## AIM OF THE EXERCISE
Rewrite the material below, changing each "Existence query" to "Presence check" and leaving everything else unchanged.

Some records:
┌────────

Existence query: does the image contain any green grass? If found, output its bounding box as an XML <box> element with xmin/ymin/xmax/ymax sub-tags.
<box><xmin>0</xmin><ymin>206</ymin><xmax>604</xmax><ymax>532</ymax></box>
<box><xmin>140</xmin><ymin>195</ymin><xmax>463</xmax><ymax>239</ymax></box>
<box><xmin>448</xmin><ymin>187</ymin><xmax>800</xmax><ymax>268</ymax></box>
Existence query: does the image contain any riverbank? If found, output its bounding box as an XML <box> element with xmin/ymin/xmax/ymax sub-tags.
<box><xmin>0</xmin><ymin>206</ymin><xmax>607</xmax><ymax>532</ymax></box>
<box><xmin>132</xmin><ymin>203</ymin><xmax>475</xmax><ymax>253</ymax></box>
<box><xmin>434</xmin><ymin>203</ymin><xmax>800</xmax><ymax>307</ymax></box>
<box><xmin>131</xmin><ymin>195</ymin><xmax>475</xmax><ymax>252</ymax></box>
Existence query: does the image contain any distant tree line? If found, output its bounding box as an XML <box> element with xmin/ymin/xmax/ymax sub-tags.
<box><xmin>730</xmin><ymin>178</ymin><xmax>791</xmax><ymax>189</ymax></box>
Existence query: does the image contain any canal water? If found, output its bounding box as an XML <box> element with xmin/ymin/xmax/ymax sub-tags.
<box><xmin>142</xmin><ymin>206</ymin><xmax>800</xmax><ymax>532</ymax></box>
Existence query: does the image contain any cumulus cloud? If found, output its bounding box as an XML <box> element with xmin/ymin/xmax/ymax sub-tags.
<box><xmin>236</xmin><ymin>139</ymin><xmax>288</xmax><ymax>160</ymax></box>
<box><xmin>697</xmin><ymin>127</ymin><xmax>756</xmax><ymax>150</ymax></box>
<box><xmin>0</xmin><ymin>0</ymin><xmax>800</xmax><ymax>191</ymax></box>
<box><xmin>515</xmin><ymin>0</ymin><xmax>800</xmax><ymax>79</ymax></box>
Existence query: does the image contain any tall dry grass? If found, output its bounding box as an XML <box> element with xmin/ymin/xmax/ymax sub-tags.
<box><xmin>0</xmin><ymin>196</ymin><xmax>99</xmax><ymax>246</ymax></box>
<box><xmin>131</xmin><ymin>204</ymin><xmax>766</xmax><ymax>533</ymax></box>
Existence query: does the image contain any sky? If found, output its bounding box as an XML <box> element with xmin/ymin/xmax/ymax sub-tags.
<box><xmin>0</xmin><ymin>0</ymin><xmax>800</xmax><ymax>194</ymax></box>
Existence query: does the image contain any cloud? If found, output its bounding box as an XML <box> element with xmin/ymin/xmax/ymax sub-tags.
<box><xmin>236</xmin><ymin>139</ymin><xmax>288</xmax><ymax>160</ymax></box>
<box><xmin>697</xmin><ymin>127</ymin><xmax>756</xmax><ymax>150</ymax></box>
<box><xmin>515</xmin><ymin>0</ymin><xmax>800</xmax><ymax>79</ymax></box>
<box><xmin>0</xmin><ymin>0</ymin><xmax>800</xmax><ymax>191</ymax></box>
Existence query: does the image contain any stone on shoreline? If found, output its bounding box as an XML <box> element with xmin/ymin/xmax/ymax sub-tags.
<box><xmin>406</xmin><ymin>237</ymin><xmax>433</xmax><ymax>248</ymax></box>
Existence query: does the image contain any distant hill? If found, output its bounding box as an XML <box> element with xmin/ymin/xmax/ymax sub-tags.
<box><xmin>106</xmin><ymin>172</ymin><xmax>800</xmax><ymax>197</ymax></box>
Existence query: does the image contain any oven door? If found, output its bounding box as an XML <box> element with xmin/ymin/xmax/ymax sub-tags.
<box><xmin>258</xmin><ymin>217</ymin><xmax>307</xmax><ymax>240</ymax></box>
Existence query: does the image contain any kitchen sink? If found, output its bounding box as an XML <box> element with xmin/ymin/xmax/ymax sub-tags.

└────────

## RESPONSE
Presence check: does the image contain any green grass? If found, output its bounding box as an XML <box> element with xmin/ymin/xmax/ymax sub-tags.
<box><xmin>0</xmin><ymin>206</ymin><xmax>604</xmax><ymax>532</ymax></box>
<box><xmin>140</xmin><ymin>195</ymin><xmax>463</xmax><ymax>239</ymax></box>
<box><xmin>448</xmin><ymin>187</ymin><xmax>800</xmax><ymax>268</ymax></box>
Presence check: does the image contain any riverbank? If found, output its bounding box as an XML <box> element with xmin/ymin/xmax/ymax sub-tags.
<box><xmin>0</xmin><ymin>206</ymin><xmax>607</xmax><ymax>532</ymax></box>
<box><xmin>132</xmin><ymin>203</ymin><xmax>475</xmax><ymax>253</ymax></box>
<box><xmin>434</xmin><ymin>203</ymin><xmax>800</xmax><ymax>307</ymax></box>
<box><xmin>131</xmin><ymin>195</ymin><xmax>475</xmax><ymax>252</ymax></box>
Presence check: does the image contain any distant tree line? If found, output its bounding box as an XML <box> element with xmin/ymin/xmax/ymax sub-tags.
<box><xmin>730</xmin><ymin>178</ymin><xmax>791</xmax><ymax>189</ymax></box>
Presence check: does the image contain any canal water? If found, output its bounding box as an XML <box> element with xmin/ymin/xmax/ymax sub-tags.
<box><xmin>142</xmin><ymin>206</ymin><xmax>800</xmax><ymax>532</ymax></box>
Presence check: does the image contain any cumulus cloud? If found, output its bounding box as an XML <box> element with xmin/ymin/xmax/ymax sub-tags.
<box><xmin>236</xmin><ymin>139</ymin><xmax>288</xmax><ymax>160</ymax></box>
<box><xmin>697</xmin><ymin>127</ymin><xmax>756</xmax><ymax>150</ymax></box>
<box><xmin>0</xmin><ymin>0</ymin><xmax>800</xmax><ymax>191</ymax></box>
<box><xmin>515</xmin><ymin>0</ymin><xmax>800</xmax><ymax>79</ymax></box>
Presence check: does the image contain any tall dry grass? If found, output its bounding box as an XML <box> element with xmin/ymin/xmax/ymax sub-tags.
<box><xmin>0</xmin><ymin>196</ymin><xmax>99</xmax><ymax>246</ymax></box>
<box><xmin>131</xmin><ymin>204</ymin><xmax>766</xmax><ymax>533</ymax></box>
Presence check: does the image contain any sky? If found, output its bounding box as an XML <box> element with xmin/ymin/xmax/ymax sub-tags.
<box><xmin>0</xmin><ymin>0</ymin><xmax>800</xmax><ymax>194</ymax></box>
Presence check: does the image contain any cloud? If found, output its bounding box as an XML <box> element with xmin/ymin/xmax/ymax sub-tags.
<box><xmin>236</xmin><ymin>139</ymin><xmax>288</xmax><ymax>160</ymax></box>
<box><xmin>697</xmin><ymin>127</ymin><xmax>756</xmax><ymax>150</ymax></box>
<box><xmin>515</xmin><ymin>0</ymin><xmax>800</xmax><ymax>79</ymax></box>
<box><xmin>0</xmin><ymin>0</ymin><xmax>800</xmax><ymax>191</ymax></box>
Presence check: does the image contain any stone on shoreline? If found, output its bounding box as an XML <box> element with xmin/ymin/xmax/ymax sub-tags.
<box><xmin>406</xmin><ymin>237</ymin><xmax>433</xmax><ymax>248</ymax></box>
Presence check: does the image contain any distant hill? If found, output its bounding box as an XML <box> element with xmin/ymin/xmax/ymax sub-tags.
<box><xmin>106</xmin><ymin>172</ymin><xmax>800</xmax><ymax>197</ymax></box>
Presence check: does the image contain any oven door? If found, output its bounding box as an XML <box> element with xmin/ymin/xmax/ymax sub-tags.
<box><xmin>258</xmin><ymin>217</ymin><xmax>307</xmax><ymax>240</ymax></box>
Presence check: does the image contain any kitchen sink? If found, output its bounding box as an XML <box> element with xmin/ymin/xmax/ymax sub-tags.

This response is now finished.